__Text provided__:

______

PHP XML
Parsing Large XML Documents
Problem
You want to parse a large XML document. This document is so large that it’s impractical to use SimpleXML or DOM because you cannot hold the entire document in memory.
Instead, you must load the document in one section at a time.
Solution
Use the XMLReader extension:
$reader = new XMLReader();
$reader->open(__DIR__ . '/card-catalog.xml');
/* Loop through document */
while ($reader->read()) {
/* If you're at an element named 'author' */
if($reader->nodeType == XMLREADER::ELEMENT &&
$reader->localName == 'author') {
/* Move to the text node and print it out */
$reader->read();
print $reader->value . "\n";
}
}
Discussion
There are two major types of XML parsers: ones that hold the entire document in memory at once, and ones that hold only a small portion of the document in memory at any given time.
The first kind are called tree-based parsers, because they store the document into a data structure known as a tree. The SimpleXML and DOM extensions are tree-based parsers. Using a tree-based parser is easier for you, but requires PHP to use more RAM. With most XML documents, this isn’t a problem. However, when your XML document is quite large, this can cause major performance issues.

______

__Recorded data__:
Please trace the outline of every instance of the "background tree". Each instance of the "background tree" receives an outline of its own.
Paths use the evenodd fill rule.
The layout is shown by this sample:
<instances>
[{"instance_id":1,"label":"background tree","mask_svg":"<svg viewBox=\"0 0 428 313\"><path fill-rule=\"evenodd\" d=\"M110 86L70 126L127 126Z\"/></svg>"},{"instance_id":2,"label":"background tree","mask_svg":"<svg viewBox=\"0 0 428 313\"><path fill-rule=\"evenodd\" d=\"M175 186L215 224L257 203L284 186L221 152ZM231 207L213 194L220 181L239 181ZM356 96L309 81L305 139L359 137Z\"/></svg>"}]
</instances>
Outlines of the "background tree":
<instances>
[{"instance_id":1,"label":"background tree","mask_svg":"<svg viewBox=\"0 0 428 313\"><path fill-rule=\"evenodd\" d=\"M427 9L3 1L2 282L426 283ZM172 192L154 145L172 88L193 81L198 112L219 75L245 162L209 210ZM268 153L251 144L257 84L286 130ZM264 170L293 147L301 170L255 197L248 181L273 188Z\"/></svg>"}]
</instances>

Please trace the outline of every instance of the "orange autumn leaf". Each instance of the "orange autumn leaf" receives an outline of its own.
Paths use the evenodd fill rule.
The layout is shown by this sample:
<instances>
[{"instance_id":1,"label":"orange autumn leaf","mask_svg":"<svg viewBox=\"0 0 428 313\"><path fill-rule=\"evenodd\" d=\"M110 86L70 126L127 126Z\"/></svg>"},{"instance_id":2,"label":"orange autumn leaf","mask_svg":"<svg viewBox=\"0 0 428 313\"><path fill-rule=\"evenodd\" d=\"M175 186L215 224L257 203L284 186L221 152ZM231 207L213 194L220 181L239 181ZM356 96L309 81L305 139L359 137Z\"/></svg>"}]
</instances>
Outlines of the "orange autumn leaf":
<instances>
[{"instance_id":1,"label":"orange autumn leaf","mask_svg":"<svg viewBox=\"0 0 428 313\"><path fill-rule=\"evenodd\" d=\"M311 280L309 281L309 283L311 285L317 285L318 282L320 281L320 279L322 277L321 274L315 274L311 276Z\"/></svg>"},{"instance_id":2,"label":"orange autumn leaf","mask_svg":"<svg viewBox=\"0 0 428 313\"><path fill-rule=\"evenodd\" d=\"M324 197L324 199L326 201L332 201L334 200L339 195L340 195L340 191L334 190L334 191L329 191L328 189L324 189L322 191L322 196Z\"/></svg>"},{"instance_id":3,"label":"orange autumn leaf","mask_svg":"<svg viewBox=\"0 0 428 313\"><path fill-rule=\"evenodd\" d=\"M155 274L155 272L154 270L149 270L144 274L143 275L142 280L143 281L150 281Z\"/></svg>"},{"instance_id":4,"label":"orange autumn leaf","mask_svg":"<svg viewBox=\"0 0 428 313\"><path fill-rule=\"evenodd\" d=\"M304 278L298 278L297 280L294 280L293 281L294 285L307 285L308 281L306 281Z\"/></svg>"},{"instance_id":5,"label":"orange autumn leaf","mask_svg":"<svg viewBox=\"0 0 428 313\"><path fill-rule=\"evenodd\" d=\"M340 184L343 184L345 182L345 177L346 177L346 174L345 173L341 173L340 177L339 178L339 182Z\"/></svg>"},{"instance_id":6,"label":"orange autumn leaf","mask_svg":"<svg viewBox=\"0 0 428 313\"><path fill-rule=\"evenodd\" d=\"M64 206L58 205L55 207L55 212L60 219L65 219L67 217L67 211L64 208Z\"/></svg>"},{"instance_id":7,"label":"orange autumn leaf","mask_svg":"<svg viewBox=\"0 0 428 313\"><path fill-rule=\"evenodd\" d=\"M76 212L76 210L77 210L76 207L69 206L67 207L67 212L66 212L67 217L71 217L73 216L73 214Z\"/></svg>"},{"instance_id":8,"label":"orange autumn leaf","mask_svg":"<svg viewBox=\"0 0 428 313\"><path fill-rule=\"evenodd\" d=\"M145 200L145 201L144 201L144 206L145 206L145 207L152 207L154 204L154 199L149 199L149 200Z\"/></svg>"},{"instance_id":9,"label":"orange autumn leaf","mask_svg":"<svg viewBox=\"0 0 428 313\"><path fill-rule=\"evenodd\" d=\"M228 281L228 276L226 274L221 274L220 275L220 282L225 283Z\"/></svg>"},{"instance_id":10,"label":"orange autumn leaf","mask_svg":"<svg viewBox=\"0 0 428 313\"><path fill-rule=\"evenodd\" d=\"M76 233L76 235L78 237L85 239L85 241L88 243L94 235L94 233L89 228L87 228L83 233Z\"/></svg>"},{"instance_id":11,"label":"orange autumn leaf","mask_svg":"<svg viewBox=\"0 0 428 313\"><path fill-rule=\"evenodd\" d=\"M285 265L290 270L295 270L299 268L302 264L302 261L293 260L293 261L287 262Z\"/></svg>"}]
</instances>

______

__To-do list__:
A. In the text on parsing large XML documents, rewrite the passage between "The first kind" and "major performance issues.", inclusive, with "RAM" replaced by "memory".
B. According to the text on parsing large XML documents, which PHP extensions are tree-based parsers?
C. Continue the text on parsing large XML documents from where it stops.

__Exercise answers__:
A.
The first kind are called tree-based parsers, because they store the document into a data structure known as a tree. The SimpleXML and DOM extensions are tree-based parsers. Using a tree-based parser is easier for you, but requires PHP to use more memory. With most XML documents, this isn’t a problem. However, when your XML document is quite large, this can cause major performance issues.

B. SimpleXML and DOM

C.
The other kind of XML parser is a stream-based parser. Stream-based parsers don’t store the entire document in memory; instead, they read in one node at a time and allow you to interact with it in real time. Once you move onto the next node, the old one is thrown away—unless you explicitly store it yourself for later use. This makes stream-based parsers faster and less memory-consuming, but you may have to write more code to process the document.
The easiest way to process XML data using a stream-based parser is using the XMLReader extension. This extension is based on the C# XmlTextReader API. If you’re familiar with SAX (Simple API for XML), XMLReader is more intuitive, feature-rich, and faster.
Begin by creating a new instance of the XMLReader class and specifying the location of your XML data:
// Create a new XMLReader object
$reader = new XMLReader();
// Load from a file or URL
$reader->open('document.xml');
// Or, load from a PHP variable
$reader->XML($document);
Most of the time, you’ll use the XMLReader::open() method to pull in data from an external source, but you can also load it from an existing PHP variable with XMLReader::XML().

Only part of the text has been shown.